(Instructions):
(A) Translate this sentence from the Kristol passage below into Spanish: "During World War II, he served in Europe in the 12th Armored Division as a combat infantryman."
(B) List every person named in the Kristol passage below other than Kristol himself.
(C) Write the next part of the Kristol passage below, picking up after its final sentence about his wartime service.
*** Opening of Excerpt provided ***
Kristol was born in Brooklyn, New York City, the son of non-observant Jewish immigrants from Eastern Europe, Bessie (Mailman) and Joseph Kristol. He graduated from Boys High School in Brooklyn, New York in 1936 and received his B.A. from the City College of New York in 1940, where he majored in history. In college he was a member of the Young People's Socialist League and was part of a small but vocal group of Trotskyist anti-Soviets who later became known as the New York Intellectuals. It was at these meetings that Kristol met historian Gertrude Himmelfarb, whom he married in 1942. They had two children, Elizabeth Nelson and Bill Kristol. During World War II, he served in Europe in the 12th Armored Division as a combat infantryman.
*** Close of Excerpt provided ***
*** Opening of Available data ***
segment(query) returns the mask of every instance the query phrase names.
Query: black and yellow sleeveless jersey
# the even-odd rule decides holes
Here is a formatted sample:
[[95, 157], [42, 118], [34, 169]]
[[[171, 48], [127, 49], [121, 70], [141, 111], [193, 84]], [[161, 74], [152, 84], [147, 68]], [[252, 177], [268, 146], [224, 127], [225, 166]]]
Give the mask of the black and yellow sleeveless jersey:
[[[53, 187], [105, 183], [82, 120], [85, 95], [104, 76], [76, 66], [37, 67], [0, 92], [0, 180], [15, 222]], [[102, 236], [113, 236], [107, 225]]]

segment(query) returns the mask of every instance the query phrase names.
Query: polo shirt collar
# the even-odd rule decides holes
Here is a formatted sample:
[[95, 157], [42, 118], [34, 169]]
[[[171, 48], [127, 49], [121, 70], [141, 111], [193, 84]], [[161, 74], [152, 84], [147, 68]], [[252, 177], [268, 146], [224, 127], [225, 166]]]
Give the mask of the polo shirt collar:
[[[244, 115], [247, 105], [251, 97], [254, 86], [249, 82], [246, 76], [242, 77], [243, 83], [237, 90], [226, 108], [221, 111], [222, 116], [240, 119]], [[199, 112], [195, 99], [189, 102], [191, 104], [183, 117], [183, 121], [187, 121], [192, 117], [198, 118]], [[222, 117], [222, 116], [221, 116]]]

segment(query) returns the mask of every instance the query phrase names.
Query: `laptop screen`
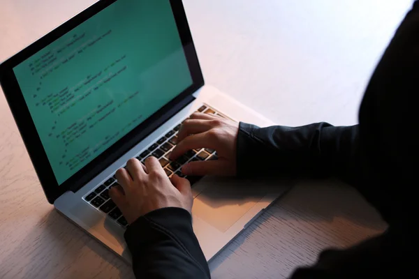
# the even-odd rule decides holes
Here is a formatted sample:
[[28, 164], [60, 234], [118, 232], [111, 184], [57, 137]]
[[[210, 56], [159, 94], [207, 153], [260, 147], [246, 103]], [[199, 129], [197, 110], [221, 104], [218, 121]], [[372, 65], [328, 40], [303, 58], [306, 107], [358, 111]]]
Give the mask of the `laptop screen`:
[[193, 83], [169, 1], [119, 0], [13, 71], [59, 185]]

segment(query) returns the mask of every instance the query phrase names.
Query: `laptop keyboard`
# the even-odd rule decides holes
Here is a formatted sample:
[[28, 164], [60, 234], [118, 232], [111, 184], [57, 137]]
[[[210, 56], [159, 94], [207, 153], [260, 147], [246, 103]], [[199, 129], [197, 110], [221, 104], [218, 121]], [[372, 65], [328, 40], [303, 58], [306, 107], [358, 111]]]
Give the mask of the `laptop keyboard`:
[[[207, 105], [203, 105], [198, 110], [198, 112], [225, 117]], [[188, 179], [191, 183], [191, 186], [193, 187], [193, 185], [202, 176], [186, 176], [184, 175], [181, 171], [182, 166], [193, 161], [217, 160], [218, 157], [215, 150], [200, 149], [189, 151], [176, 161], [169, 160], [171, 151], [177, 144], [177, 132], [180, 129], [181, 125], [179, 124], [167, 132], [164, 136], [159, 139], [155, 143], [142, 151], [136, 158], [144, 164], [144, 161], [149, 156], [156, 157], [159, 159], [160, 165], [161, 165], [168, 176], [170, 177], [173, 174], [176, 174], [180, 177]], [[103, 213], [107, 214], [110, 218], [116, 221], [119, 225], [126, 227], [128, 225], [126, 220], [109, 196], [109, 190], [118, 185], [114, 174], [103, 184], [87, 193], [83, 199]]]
*** Close of Available data ***
*** Opening of Available data ***
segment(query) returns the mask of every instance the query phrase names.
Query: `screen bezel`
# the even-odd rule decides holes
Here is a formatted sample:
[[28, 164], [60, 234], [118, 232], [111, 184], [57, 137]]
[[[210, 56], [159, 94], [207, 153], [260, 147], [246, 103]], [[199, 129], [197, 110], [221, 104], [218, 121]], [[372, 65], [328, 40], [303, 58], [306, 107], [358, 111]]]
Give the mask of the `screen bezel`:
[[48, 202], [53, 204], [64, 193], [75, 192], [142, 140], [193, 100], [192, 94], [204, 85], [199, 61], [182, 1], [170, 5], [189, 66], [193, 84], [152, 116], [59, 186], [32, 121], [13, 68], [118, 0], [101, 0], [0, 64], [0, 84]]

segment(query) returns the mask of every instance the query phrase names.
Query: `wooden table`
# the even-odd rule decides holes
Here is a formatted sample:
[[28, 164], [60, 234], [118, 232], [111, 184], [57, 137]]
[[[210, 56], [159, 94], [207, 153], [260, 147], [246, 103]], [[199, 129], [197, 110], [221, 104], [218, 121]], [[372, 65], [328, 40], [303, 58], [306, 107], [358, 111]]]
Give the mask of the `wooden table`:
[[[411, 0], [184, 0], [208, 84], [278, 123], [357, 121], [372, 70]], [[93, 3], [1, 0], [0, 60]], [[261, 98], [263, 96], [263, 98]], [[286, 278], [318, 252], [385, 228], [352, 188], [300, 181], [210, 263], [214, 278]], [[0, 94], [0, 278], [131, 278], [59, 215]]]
*** Close of Available data ***
(Answers by item number):
(A) Durante la Segunda Guerra Mundial, sirvió en Europa en la 12.ª División Blindada como soldado de infantería de combate.

(B) Bessie (Mailman), Joseph Kristol, Gertrude Himmelfarb, Elizabeth Nelson, Bill Kristol

(C)
== Career ==
Kristol was affiliated with the Congress for Cultural Freedom. He wrote in Commentary magazine from 1947 to 1952 under the editor Elliot E. Cohen (not to be confused with Eliot A. Cohen, a current Commentary contributor). With Stephen Spender, he was co-founder of and contributor to the British-based Encounter from 1953 to 1958; editor of The Reporter from 1959 to 1960. He also was the executive vice-president of the publishing house Basic Books from 1961 to 1969, the Henry Luce Professor of Urban Values at New York University from 1969 to 1987, and co-founder and co-editor (first with Daniel Bell and then Nathan Glazer) of The Public Interest from 1965 to 2002. He was the founder and publisher of The National Interest from 1985 to 2002. Following Ramparts publication of information showing Central Intelligence Agency funding of the Congress for Cultural Freedom, which was widely reported elsewhere, Kristol left in the late 1960s and became affiliated with the American Enterprise Institute.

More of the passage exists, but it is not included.